THE REQUEST
Copy every entry precisely.

PROVIDED DATA
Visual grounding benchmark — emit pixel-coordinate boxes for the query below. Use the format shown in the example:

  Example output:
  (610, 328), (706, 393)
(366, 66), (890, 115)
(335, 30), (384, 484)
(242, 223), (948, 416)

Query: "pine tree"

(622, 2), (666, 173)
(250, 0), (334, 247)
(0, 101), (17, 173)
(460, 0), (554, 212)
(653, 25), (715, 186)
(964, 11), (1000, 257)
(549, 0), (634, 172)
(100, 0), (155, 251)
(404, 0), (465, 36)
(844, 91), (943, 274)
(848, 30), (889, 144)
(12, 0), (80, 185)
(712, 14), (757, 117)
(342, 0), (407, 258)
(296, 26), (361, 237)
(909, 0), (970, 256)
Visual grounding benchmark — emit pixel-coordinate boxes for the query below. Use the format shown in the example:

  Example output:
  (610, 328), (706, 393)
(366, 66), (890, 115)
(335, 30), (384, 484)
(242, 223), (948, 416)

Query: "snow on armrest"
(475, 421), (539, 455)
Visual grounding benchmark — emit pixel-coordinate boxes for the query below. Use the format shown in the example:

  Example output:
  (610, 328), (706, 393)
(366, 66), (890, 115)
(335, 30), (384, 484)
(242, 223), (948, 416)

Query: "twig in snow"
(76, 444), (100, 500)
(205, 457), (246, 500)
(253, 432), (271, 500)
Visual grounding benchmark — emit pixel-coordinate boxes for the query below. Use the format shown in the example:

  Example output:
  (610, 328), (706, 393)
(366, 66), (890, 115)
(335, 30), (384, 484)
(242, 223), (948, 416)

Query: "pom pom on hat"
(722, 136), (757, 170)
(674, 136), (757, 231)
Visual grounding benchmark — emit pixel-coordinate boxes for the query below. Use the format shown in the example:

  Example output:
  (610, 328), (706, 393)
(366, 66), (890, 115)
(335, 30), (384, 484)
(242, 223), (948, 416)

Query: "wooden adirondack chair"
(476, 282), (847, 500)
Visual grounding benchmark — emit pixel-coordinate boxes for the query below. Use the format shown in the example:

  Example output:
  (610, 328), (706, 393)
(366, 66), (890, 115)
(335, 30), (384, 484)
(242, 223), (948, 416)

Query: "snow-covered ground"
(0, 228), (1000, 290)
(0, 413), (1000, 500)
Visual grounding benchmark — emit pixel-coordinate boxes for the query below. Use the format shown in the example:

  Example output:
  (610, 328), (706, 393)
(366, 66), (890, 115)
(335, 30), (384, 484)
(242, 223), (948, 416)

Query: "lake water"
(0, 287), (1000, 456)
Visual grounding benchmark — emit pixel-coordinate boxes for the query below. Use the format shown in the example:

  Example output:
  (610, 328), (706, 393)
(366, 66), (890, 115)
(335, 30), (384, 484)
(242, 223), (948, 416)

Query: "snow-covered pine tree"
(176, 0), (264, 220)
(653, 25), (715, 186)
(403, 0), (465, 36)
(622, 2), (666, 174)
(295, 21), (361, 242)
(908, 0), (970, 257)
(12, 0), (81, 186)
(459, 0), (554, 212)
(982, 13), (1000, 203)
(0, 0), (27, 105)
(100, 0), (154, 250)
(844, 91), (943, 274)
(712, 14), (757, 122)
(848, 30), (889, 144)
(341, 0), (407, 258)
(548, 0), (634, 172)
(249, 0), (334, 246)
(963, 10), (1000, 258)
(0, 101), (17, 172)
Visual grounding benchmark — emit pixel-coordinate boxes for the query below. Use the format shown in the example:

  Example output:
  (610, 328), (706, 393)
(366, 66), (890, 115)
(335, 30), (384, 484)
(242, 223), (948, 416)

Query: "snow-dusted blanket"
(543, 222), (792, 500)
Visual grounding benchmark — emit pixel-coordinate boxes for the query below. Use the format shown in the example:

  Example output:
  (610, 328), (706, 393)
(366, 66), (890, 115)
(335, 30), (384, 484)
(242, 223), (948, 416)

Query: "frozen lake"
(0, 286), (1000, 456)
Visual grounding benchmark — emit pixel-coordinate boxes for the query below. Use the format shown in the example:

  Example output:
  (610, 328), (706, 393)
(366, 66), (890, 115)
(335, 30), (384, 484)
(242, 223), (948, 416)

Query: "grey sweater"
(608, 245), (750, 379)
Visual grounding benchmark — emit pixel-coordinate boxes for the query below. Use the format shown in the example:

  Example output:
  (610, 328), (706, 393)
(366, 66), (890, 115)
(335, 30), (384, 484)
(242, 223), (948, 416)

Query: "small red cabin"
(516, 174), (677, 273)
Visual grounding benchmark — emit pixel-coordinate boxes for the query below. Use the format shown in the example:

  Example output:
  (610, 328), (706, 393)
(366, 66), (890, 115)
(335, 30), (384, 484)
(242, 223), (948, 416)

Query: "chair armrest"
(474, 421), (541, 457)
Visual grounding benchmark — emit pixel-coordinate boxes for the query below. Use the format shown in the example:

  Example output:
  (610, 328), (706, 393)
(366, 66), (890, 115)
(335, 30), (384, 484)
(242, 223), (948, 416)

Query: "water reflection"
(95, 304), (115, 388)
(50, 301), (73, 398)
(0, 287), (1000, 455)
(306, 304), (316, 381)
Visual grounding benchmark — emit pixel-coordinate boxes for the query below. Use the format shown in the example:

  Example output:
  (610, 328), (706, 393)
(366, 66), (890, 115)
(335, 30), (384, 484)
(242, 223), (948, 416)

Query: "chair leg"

WRITTEN RESPONSE
Visual grounding benchmark — emit pixel-coordinate boxes for the query below. Use the format shown in the example:

  Example output:
  (610, 328), (706, 393)
(366, 66), (890, 115)
(335, 30), (384, 484)
(242, 223), (948, 416)

Query: "pine tree"

(622, 2), (666, 173)
(250, 0), (334, 247)
(0, 101), (17, 173)
(460, 0), (554, 212)
(653, 25), (715, 186)
(964, 11), (1000, 257)
(549, 0), (634, 172)
(100, 0), (155, 251)
(404, 0), (465, 36)
(844, 91), (943, 274)
(848, 30), (889, 144)
(12, 0), (80, 185)
(712, 14), (757, 117)
(342, 0), (407, 258)
(296, 26), (361, 237)
(909, 0), (970, 256)
Visual grounding benchmark — emit pixel-coordinate boxes for the query below. Use the format shown in the example:

  Example output:
  (610, 328), (706, 393)
(366, 66), (890, 115)
(335, 30), (384, 484)
(242, 223), (948, 416)

Query: "snow on armrest"
(475, 421), (539, 455)
Visual grounding benchmark — emit pixel-coordinate boxes for the query below. Use the format shown in the example:

  Example output:
  (610, 328), (706, 393)
(366, 66), (890, 115)
(335, 30), (384, 484)
(242, 223), (948, 416)

Query: "twig in snow"
(76, 444), (100, 500)
(205, 457), (246, 500)
(253, 432), (271, 500)
Visual grounding benchmark — emit pixel-coordinate boxes for the query below. Use the format shown in the example:

  Example output:
  (610, 328), (706, 393)
(366, 66), (890, 115)
(335, 30), (384, 484)
(242, 223), (948, 416)

Query: "pom pom on hat"
(722, 136), (757, 170)
(674, 136), (757, 231)
Visual grounding benchmark — emit pixel-coordinate boxes for the query below. Use the format shown in the example:

  Example output:
  (610, 328), (706, 393)
(366, 66), (890, 115)
(335, 30), (384, 484)
(242, 223), (948, 416)

Query: "wooden adirondack chair"
(476, 282), (847, 500)
Visual grounding benchmark — emit pixel-coordinate boxes for the query below. Use the format shown in the example:

  Example output:
  (610, 328), (706, 393)
(366, 66), (890, 115)
(335, 30), (384, 484)
(242, 223), (948, 416)

Query: "snow-covered ground"
(0, 228), (1000, 290)
(0, 413), (1000, 500)
Visual grounding benchmark — emit pixel-coordinate boxes for the query below. Use the format shown in the example:

  Example output:
  (610, 328), (706, 393)
(366, 66), (890, 115)
(335, 30), (384, 484)
(242, 223), (948, 416)

Query: "lake water"
(0, 287), (1000, 456)
Visual grounding benchmark — emit pixel-coordinate boxes for the query below. Use the format shown in the example:

  Example output:
  (610, 328), (706, 393)
(366, 66), (890, 115)
(335, 30), (384, 484)
(242, 223), (948, 416)

Query: "snow-covered pine tree"
(176, 0), (264, 220)
(653, 25), (715, 186)
(403, 0), (465, 36)
(622, 2), (666, 174)
(295, 21), (361, 242)
(908, 0), (970, 257)
(12, 0), (81, 186)
(459, 0), (554, 212)
(982, 13), (1000, 203)
(0, 0), (27, 105)
(100, 0), (154, 250)
(844, 91), (943, 274)
(712, 14), (757, 122)
(848, 30), (889, 144)
(341, 0), (407, 258)
(548, 0), (634, 172)
(249, 0), (334, 246)
(963, 10), (1000, 258)
(0, 101), (17, 172)
Visual grounding benchmark — emit pixel-coordinate boxes for the query below. Use the format shown in the example:

  Example output:
  (610, 328), (706, 393)
(366, 66), (890, 115)
(335, 30), (384, 484)
(242, 223), (948, 416)

Query: "snow-dusted blanket"
(543, 222), (792, 500)
Visual grounding benchmark — emit pixel-coordinate boxes for the query below. Use the format shown in the example:

  Example output:
  (610, 328), (706, 393)
(366, 66), (890, 115)
(335, 30), (384, 484)
(242, 223), (948, 416)

Query: "frozen lake"
(0, 286), (1000, 456)
Visual grounding benchmark — emit pixel-coordinate boxes for the query below. Use the format shown in the example:

  Example output:
  (610, 328), (706, 393)
(366, 66), (890, 115)
(335, 30), (384, 484)
(242, 223), (948, 416)

Query: "grey sweater"
(608, 245), (750, 379)
Visual grounding benchmark — emit pixel-coordinate boxes for the query below. Use the format shown in the example:

  Example output:
  (610, 328), (706, 393)
(366, 66), (890, 115)
(335, 30), (384, 484)
(242, 223), (948, 416)

Query: "small red cabin"
(516, 174), (677, 273)
Visual grounding benchmark — emit pixel-coordinate boxes for the query below. Use the format shown in the example:

  Example output:
  (610, 328), (706, 393)
(366, 66), (890, 115)
(335, 30), (384, 484)
(242, 223), (948, 416)

Query: "chair armrest"
(474, 421), (541, 457)
Visual grounding benchmark — emit pixel-coordinate boxes for the query below. Use the format shown in the example:

  Example output:
  (610, 328), (706, 393)
(366, 66), (890, 115)
(335, 30), (384, 484)
(242, 223), (948, 416)

Query: "water reflection"
(95, 304), (115, 388)
(50, 301), (73, 398)
(0, 287), (1000, 455)
(306, 304), (316, 381)
Visual grounding benchmark — emit pixel-coordinate boxes for the query below. Use the format shown in the example:

  Example output:
  (610, 328), (706, 393)
(366, 66), (890, 115)
(335, 30), (384, 484)
(242, 223), (948, 416)

Query: "chair leg"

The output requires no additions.